## Brano riportato
########

A guidare l'agire e la comunicazione dell’élite economica-politica-mediatica cantonale è un particolare senso di appartenenza (ovvero, di proprietà)
Gli economisti Spartaco Greppi e Christian Marazzi hanno ragione: lo Stato non è una famiglia. Non una soltanto: in Ticino “sono” circa una trentina, accomunate da un senso di appartenenza (ovvero, di proprietà) che guida l’agire e la comunicazione dell’élite economica-politica-mediatica cantonale. Non può spiegarsi altrimenti l’avversione all’indebitamento pubblico quale strumento mirato a promuovere lo sviluppo della collettività; tanto meno il ricorrente riferimento al ‘buon padre di famiglia’ al momento di dibattere sul ruolo economico dello Stato.

########

## Elementi di etichettatura per la segmentazione
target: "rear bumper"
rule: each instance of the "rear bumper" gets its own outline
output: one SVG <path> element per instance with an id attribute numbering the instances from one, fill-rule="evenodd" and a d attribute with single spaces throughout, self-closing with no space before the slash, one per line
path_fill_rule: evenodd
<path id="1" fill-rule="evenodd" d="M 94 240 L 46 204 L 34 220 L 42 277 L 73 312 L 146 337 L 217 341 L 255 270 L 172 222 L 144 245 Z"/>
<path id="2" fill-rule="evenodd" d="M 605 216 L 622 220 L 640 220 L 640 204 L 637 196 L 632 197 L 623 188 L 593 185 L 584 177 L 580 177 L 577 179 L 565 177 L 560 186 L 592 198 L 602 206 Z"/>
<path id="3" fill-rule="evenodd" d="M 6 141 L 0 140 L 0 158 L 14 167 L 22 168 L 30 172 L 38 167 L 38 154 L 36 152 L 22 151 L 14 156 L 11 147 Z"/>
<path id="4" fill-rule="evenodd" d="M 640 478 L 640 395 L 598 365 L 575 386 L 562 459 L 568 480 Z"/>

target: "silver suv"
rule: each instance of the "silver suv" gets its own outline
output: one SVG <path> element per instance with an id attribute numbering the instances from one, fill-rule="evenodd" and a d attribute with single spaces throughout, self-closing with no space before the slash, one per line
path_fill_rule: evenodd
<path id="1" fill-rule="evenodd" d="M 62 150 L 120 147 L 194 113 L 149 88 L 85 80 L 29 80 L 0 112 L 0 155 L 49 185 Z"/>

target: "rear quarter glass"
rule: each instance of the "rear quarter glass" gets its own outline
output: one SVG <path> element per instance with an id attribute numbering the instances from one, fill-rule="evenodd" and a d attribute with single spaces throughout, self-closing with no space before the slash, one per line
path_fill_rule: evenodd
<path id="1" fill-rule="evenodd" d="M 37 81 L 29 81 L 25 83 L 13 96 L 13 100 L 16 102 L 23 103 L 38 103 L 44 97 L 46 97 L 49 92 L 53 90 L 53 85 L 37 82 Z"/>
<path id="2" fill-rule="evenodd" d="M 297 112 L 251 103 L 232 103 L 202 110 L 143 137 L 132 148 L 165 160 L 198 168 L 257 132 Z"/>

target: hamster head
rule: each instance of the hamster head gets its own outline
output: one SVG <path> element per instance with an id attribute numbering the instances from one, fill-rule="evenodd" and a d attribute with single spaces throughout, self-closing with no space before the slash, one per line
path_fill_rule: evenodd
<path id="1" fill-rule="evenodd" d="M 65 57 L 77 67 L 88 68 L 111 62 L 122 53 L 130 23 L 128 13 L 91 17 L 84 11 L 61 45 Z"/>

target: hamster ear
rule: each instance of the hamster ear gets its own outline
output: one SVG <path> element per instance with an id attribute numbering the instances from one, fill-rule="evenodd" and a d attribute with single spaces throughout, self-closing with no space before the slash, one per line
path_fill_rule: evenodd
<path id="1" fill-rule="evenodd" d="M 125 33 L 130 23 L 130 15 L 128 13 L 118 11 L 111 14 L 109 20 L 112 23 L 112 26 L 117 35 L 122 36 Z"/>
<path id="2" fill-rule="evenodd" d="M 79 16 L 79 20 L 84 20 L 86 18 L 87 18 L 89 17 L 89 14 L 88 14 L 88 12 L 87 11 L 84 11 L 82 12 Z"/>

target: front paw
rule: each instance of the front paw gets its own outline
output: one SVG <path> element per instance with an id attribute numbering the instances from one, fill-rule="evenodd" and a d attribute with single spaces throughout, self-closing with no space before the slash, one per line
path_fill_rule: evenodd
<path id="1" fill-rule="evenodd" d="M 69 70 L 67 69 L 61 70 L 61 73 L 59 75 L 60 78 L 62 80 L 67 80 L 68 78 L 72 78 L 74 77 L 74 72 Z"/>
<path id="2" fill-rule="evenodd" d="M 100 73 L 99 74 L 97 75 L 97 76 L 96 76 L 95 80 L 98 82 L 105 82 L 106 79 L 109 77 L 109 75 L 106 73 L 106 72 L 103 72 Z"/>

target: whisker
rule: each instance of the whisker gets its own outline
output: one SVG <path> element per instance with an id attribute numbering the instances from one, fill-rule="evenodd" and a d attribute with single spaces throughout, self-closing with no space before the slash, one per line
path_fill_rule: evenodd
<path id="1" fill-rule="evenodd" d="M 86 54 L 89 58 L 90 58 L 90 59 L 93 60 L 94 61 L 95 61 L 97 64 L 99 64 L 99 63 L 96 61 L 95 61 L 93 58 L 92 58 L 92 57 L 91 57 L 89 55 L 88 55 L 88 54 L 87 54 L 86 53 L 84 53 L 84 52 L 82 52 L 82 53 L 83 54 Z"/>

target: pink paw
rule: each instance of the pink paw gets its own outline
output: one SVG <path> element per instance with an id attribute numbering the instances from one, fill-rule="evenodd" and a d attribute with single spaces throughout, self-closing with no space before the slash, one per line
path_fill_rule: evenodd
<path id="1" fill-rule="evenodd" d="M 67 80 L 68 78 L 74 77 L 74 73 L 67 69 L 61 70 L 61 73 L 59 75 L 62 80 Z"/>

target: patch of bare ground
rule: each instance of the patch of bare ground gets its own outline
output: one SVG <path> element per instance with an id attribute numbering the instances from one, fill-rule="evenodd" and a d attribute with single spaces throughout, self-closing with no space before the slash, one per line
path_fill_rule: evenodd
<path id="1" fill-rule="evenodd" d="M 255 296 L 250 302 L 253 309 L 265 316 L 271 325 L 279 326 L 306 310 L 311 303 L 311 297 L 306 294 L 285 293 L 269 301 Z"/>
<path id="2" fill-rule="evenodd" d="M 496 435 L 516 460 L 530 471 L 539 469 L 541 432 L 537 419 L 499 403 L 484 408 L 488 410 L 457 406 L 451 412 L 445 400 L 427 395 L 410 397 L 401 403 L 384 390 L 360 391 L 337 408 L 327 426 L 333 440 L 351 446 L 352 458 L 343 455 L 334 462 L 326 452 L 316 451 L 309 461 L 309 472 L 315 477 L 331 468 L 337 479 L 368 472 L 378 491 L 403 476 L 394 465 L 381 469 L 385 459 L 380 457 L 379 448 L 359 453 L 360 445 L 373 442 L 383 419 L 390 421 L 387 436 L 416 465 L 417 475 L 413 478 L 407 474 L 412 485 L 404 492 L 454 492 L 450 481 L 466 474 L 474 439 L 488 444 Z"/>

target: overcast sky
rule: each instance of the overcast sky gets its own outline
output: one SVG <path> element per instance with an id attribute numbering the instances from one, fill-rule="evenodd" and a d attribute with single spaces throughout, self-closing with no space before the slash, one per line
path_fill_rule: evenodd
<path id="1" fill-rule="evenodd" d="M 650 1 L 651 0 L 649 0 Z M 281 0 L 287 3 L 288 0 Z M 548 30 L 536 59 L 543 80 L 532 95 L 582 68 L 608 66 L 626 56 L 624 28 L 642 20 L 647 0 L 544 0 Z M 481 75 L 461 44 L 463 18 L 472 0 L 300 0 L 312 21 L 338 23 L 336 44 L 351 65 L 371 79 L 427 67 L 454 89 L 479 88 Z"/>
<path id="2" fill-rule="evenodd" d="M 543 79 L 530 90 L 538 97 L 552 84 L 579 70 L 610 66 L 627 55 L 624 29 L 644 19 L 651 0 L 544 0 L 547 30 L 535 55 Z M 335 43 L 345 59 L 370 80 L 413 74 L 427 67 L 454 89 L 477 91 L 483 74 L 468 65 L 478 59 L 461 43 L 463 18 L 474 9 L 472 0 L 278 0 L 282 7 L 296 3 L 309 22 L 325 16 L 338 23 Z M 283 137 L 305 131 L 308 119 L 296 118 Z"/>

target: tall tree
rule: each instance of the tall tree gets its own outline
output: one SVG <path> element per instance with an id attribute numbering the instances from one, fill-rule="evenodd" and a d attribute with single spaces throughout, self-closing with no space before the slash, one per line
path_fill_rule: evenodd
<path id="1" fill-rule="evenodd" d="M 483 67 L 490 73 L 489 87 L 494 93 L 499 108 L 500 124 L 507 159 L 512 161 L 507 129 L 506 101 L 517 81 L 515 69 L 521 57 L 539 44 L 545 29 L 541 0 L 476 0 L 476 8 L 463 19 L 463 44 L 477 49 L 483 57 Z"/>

########

## Istruzioni di lavoro
Trascrivi parola per parola il tratto del brano sull'élite ticinese che va da "A guidare l'agire" fino a "economico dello Stato.".

## Risposta svolta
A guidare l'agire e la comunicazione dell’élite economica-politica-mediatica cantonale è un particolare senso di appartenenza (ovvero, di proprietà)
Gli economisti Spartaco Greppi e Christian Marazzi hanno ragione: lo Stato non è una famiglia. Non una soltanto: in Ticino “sono” circa una trentina, accomunate da un senso di appartenenza (ovvero, di proprietà) che guida l’agire e la comunicazione dell’élite economica-politica-mediatica cantonale. Non può spiegarsi altrimenti l’avversione all’indebitamento pubblico quale strumento mirato a promuovere lo sviluppo della collettività; tanto meno il ricorrente riferimento al ‘buon padre di famiglia’ al momento di dibattere sul ruolo economico dello Stato.